> [EXERCISE]:
Return only what lies between the first line of the entries and the line containing "# for every instance of the blurred", both lines included.

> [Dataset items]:
+--
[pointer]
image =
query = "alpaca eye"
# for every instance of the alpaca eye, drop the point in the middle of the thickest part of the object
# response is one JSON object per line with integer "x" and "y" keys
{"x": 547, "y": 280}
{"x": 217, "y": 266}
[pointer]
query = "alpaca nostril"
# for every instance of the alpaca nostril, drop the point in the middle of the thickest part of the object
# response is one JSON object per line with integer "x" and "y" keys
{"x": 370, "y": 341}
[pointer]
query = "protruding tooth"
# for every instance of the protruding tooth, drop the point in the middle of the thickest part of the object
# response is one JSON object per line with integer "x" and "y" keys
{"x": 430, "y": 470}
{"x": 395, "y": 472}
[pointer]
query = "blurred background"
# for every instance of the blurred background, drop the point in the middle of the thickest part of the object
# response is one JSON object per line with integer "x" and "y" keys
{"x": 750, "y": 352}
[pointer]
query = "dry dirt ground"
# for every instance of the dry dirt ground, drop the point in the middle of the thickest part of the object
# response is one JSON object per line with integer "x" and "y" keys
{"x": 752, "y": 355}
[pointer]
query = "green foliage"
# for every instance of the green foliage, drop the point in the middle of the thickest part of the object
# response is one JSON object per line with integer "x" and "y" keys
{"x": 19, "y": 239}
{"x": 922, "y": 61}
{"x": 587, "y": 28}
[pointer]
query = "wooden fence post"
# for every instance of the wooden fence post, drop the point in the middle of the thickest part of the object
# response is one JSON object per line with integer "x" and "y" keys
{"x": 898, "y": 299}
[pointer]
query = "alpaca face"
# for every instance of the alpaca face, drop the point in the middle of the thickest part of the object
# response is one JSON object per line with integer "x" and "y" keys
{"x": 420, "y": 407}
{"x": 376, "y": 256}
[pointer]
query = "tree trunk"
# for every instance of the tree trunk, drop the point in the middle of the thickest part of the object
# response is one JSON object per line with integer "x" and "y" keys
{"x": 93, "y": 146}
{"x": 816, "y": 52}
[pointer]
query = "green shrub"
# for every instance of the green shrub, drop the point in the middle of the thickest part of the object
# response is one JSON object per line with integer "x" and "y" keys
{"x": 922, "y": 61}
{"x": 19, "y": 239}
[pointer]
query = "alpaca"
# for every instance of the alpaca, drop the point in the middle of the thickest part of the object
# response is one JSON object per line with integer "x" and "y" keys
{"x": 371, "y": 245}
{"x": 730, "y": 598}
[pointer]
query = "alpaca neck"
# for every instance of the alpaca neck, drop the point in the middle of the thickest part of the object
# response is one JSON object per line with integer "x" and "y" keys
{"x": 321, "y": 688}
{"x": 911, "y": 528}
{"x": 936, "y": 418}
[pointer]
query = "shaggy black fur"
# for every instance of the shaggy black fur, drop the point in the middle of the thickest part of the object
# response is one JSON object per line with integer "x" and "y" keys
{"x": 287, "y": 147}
+--
> [RESULT BELOW]:
[pointer]
image =
query = "alpaca eye"
# for every instance of the alpaca eye, drop the point in the middle of the thickest part of the object
# response is one JSON object per line with integer "x" and "y" keys
{"x": 547, "y": 280}
{"x": 217, "y": 266}
[pointer]
query = "alpaca nostril"
# for every instance of the alpaca nostril, drop the point in the middle of the thickest part of the object
# response is one JSON object per line with integer "x" and "y" keys
{"x": 370, "y": 341}
[pointer]
query = "protruding tooth"
# for every instance of the protruding tooth, drop the point in the middle of the thickest part of the object
# response is one JSON object per line with integer "x" and "y" keys
{"x": 430, "y": 470}
{"x": 395, "y": 472}
[pointer]
query = "blurred background"
# for every instance of the blurred background, drop the point in the middle of the thickest part of the object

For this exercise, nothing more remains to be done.